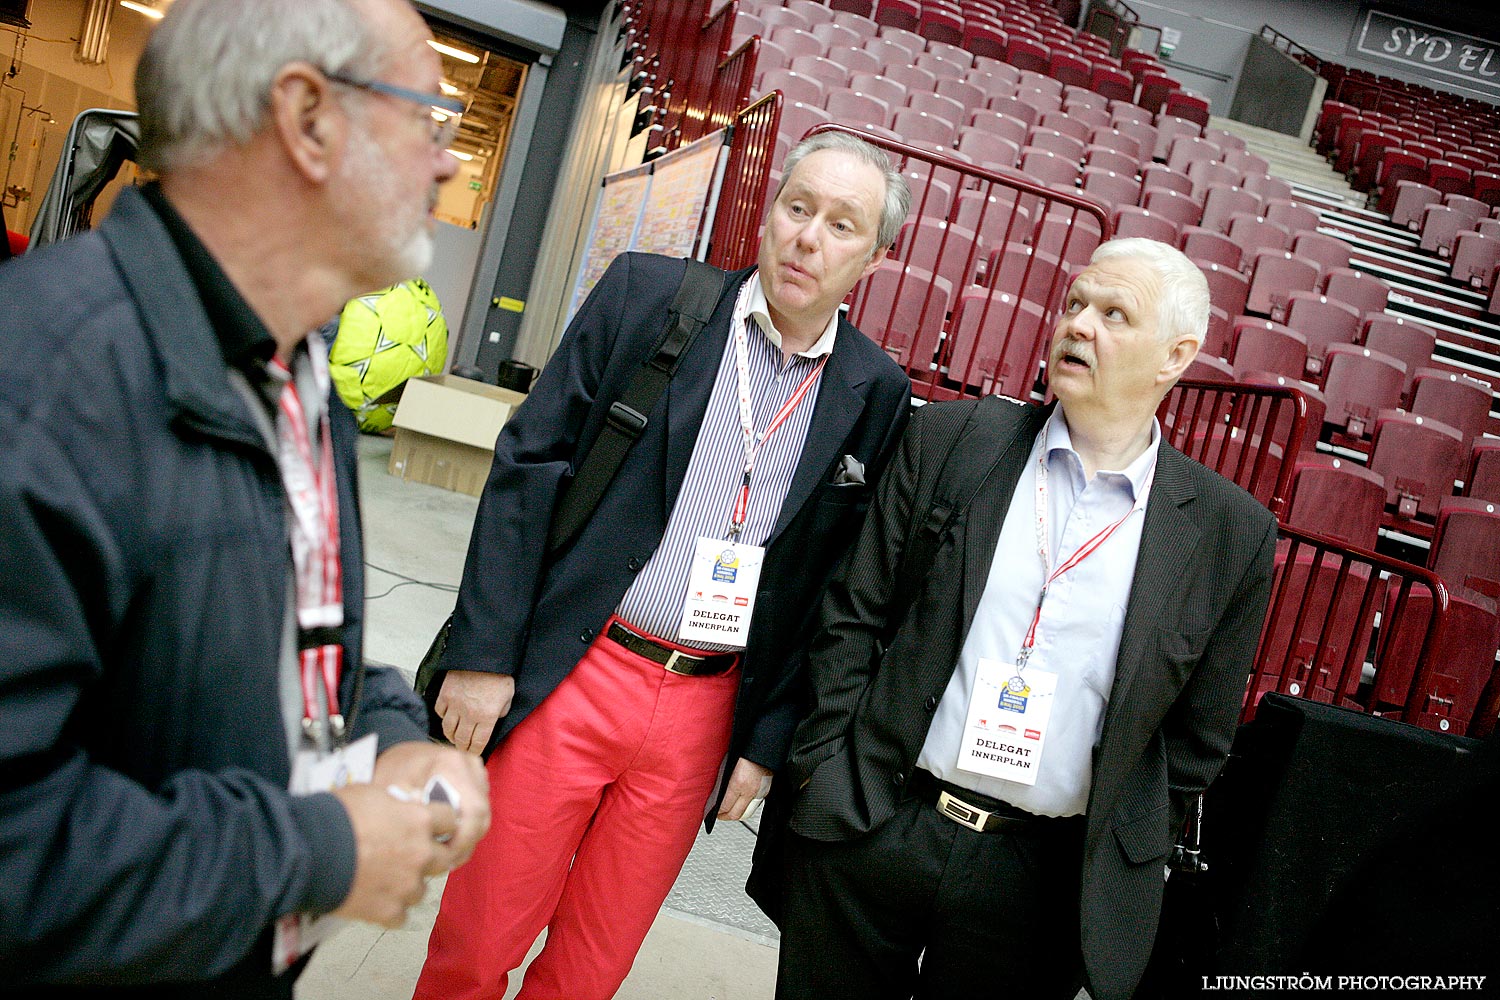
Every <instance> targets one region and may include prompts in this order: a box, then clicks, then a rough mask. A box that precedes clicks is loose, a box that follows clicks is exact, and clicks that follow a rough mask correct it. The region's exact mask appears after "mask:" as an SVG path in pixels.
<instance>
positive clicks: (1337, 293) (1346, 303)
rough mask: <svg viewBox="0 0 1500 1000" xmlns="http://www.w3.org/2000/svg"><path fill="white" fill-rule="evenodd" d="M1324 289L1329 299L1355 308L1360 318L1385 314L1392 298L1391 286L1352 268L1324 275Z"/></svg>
mask: <svg viewBox="0 0 1500 1000" xmlns="http://www.w3.org/2000/svg"><path fill="white" fill-rule="evenodd" d="M1322 289H1323V294H1325V295H1328V297H1329V298H1332V300H1335V301H1341V303H1346V304H1350V306H1353V307H1355V309H1356V310H1359V315H1361V316H1370V315H1373V313H1382V312H1385V309H1386V301H1388V300H1389V297H1391V286H1389V285H1386V283H1385V282H1383V280H1380V279H1379V277H1376V276H1373V274H1364V273H1361V271H1356V270H1353V268H1350V267H1335V268H1334V270H1332V271H1328V273H1325V274H1323V280H1322Z"/></svg>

· · · · ·

* _Task goal_:
Nothing but the lines from the one holding "rough mask: <svg" to the end of the entries should be output, each exactly as it appears.

* _Written answer_:
rough mask: <svg viewBox="0 0 1500 1000" xmlns="http://www.w3.org/2000/svg"><path fill="white" fill-rule="evenodd" d="M1324 289L1329 299L1355 308L1360 318L1385 314L1392 298L1391 286L1352 268L1324 275Z"/></svg>
mask: <svg viewBox="0 0 1500 1000" xmlns="http://www.w3.org/2000/svg"><path fill="white" fill-rule="evenodd" d="M1322 289H1323V294H1325V295H1328V297H1329V298H1332V300H1335V301H1341V303H1346V304H1350V306H1353V307H1355V309H1356V310H1359V315H1361V316H1370V315H1373V313H1382V312H1385V309H1386V301H1388V300H1389V297H1391V286H1389V285H1386V283H1385V282H1383V280H1380V279H1379V277H1376V276H1373V274H1364V273H1361V271H1356V270H1353V268H1350V267H1335V268H1334V270H1332V271H1328V273H1325V274H1323V280H1322Z"/></svg>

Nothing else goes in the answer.